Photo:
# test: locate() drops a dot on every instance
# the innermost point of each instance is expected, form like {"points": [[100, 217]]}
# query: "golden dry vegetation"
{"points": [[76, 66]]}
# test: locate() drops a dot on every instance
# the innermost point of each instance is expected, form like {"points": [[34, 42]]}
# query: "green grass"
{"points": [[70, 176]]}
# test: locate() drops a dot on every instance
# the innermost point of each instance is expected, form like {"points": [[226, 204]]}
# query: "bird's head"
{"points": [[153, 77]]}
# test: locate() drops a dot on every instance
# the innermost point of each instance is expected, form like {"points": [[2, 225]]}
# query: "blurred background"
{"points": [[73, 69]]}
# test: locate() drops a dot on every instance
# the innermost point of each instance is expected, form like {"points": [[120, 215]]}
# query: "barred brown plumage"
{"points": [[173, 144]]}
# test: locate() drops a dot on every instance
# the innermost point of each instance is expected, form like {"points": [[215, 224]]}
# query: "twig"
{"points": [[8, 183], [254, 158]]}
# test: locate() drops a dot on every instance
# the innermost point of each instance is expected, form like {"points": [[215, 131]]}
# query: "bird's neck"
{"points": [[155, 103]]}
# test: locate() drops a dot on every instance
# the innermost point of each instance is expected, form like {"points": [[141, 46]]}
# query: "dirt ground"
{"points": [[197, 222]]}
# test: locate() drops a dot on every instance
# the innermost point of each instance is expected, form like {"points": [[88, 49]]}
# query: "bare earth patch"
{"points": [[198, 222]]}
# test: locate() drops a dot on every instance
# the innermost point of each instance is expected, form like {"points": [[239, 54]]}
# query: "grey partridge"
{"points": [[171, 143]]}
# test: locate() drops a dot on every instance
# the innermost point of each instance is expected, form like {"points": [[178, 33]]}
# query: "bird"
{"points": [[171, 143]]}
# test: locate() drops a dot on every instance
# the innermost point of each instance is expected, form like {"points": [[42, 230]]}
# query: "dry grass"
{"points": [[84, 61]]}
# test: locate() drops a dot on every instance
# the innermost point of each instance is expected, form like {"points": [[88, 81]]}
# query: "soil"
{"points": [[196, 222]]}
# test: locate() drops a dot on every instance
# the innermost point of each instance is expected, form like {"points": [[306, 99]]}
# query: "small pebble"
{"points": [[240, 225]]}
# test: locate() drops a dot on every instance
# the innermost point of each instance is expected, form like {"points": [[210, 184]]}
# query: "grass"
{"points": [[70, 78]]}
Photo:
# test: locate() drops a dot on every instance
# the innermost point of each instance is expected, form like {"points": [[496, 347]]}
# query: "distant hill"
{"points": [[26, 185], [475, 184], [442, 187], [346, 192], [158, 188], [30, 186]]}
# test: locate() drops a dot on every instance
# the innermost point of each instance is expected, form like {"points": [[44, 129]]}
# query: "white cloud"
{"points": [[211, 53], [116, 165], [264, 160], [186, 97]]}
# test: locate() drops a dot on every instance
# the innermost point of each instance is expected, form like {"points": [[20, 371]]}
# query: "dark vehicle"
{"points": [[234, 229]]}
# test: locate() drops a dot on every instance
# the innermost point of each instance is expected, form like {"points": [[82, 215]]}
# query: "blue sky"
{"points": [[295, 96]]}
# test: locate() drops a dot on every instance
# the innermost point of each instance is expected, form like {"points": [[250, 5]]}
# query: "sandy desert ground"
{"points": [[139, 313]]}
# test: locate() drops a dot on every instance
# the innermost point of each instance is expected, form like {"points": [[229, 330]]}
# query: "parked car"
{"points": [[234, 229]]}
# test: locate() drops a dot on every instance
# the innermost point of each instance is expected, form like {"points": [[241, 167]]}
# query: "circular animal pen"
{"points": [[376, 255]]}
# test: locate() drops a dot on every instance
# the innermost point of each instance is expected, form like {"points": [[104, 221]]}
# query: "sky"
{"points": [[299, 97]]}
______________________________
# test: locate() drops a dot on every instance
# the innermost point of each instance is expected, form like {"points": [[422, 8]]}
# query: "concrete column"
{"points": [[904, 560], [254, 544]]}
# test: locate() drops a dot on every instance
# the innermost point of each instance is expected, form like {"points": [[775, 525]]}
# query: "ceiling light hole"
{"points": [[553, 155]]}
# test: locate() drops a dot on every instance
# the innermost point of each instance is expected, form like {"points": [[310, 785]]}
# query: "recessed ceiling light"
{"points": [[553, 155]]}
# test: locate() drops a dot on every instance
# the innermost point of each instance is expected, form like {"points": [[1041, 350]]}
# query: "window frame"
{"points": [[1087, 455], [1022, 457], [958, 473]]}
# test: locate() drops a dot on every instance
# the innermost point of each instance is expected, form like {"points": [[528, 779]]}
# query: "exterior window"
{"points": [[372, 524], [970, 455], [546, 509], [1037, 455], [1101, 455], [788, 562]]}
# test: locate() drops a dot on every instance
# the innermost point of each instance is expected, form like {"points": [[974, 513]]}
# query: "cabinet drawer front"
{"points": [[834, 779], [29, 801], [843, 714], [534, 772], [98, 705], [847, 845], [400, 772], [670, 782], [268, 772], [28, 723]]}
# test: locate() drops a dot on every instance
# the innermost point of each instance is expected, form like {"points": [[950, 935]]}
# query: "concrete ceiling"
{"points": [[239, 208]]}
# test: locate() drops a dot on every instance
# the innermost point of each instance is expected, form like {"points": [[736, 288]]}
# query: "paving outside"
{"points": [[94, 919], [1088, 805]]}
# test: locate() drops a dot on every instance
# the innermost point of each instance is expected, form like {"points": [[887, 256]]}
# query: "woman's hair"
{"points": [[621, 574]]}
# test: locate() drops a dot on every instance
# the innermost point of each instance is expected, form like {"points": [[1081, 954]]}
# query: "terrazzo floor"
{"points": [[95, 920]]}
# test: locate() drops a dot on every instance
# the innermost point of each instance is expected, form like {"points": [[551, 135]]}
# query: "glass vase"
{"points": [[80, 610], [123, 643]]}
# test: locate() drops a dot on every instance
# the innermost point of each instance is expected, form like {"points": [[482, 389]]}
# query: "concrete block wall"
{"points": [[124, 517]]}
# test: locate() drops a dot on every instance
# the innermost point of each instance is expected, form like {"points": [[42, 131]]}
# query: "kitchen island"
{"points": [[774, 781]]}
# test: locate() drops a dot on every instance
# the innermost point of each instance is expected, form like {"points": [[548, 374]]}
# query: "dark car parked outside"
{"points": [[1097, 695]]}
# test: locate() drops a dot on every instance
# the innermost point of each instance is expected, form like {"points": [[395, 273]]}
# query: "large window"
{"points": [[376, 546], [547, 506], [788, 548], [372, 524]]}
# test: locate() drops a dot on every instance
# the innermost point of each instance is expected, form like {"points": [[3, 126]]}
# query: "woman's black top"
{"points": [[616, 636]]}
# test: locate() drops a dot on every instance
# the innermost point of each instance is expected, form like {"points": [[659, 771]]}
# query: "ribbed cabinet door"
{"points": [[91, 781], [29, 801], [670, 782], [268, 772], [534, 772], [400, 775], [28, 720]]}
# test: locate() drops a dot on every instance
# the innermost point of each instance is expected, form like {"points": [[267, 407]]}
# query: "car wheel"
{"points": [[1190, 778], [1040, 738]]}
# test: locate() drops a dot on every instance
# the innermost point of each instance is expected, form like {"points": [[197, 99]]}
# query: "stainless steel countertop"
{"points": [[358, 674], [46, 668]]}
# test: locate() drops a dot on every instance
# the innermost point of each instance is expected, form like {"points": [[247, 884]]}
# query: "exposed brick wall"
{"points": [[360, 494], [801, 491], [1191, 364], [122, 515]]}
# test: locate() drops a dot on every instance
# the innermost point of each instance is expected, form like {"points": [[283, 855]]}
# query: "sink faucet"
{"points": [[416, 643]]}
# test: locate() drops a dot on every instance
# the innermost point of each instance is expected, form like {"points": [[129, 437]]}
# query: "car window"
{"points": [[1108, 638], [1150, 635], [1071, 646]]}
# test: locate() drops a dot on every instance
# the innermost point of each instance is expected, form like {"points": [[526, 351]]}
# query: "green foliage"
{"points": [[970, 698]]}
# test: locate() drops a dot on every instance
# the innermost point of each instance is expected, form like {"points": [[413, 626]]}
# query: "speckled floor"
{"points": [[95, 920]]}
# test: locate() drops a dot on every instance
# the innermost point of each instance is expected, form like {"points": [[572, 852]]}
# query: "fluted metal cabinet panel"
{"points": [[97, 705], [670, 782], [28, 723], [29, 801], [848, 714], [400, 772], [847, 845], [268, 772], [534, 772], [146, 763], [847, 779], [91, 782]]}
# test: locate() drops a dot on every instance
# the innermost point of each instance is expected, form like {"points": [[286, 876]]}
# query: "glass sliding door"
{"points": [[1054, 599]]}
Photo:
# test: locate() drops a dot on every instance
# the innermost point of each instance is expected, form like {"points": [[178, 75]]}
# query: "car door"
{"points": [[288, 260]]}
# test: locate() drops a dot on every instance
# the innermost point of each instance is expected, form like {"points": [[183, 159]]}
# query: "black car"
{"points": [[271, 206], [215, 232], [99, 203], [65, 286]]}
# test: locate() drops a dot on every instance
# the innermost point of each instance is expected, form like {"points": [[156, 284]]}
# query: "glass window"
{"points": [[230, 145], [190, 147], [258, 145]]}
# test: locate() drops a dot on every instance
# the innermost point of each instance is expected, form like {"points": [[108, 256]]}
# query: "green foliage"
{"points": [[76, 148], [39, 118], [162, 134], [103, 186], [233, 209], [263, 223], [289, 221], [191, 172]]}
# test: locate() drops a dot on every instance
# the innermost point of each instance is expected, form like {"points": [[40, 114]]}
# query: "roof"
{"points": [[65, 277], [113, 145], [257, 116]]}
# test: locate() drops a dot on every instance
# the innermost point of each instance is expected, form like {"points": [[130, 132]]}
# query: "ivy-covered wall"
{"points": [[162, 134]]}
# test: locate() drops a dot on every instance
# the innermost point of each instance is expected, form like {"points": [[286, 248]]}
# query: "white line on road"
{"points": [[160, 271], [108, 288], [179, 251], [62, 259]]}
______________________________
__Your objective__. Extract every line of the entries above that contains the word "wall", and list each one on its own line.

__Task response__.
# query: "concrete block wall"
# query: "exposed brick wall"
# query: "ivy-covered wall"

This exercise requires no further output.